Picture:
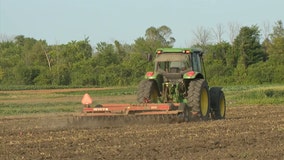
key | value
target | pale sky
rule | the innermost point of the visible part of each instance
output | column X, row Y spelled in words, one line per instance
column 61, row 21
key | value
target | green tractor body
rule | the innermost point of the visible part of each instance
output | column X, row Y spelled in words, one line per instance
column 179, row 78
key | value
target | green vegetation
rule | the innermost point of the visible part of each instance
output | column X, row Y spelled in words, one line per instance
column 245, row 60
column 248, row 66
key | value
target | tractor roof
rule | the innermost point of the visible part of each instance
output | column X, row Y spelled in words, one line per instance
column 178, row 50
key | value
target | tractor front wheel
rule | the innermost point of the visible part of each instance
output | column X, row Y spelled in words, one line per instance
column 218, row 103
column 147, row 92
column 198, row 98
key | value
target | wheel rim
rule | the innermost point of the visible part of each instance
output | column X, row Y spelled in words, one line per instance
column 222, row 106
column 204, row 102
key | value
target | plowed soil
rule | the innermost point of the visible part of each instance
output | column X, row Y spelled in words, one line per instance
column 248, row 132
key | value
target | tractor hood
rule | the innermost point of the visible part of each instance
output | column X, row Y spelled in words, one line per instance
column 171, row 57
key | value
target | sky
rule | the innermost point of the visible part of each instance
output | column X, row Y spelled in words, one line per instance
column 63, row 21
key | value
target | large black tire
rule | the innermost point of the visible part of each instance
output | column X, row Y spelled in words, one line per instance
column 218, row 103
column 198, row 98
column 147, row 92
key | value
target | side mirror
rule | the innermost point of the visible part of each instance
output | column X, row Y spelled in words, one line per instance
column 149, row 57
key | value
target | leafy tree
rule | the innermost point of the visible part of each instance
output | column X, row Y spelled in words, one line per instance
column 154, row 38
column 247, row 46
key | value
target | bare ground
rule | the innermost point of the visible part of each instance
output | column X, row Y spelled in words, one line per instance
column 248, row 132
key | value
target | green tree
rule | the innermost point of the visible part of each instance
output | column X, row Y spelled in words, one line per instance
column 247, row 46
column 154, row 38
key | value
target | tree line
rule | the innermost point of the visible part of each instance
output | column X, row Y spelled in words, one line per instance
column 244, row 60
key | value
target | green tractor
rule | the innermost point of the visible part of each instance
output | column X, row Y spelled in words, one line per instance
column 179, row 79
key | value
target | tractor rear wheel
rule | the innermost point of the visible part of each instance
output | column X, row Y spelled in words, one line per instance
column 218, row 103
column 198, row 98
column 147, row 92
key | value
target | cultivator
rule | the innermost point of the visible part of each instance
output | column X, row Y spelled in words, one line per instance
column 132, row 113
column 176, row 91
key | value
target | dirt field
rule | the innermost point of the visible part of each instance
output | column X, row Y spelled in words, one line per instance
column 254, row 132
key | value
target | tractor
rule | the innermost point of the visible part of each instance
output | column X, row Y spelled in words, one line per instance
column 177, row 88
column 179, row 78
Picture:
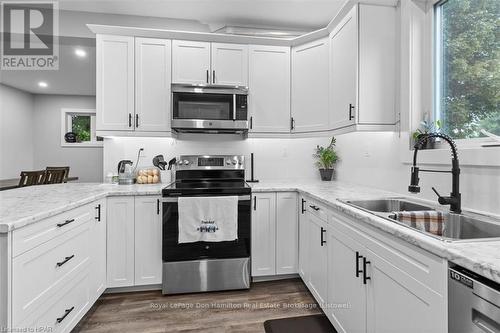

--

▸ Your assignment
Repeat the listing above up to and including the line with "target | tractor roof", starting from its first line. Drop any pictures.

▸ Result of the exercise
Picture:
key | value
target | pale sky
rule | the innermost point of the visible part of each instance
output | column X, row Y spelled in words, one line per instance
column 61, row 21
key | value
target | green tractor body
rule | the innermost point of the visible part of each instance
output | column X, row Y spelled in words, one line per instance
column 179, row 78
key | value
target | green vegetation
rule | the innermost point of the visible part of each instance
output | column X, row Y spelled in words, one line per instance
column 245, row 60
column 248, row 66
key | value
target | tractor roof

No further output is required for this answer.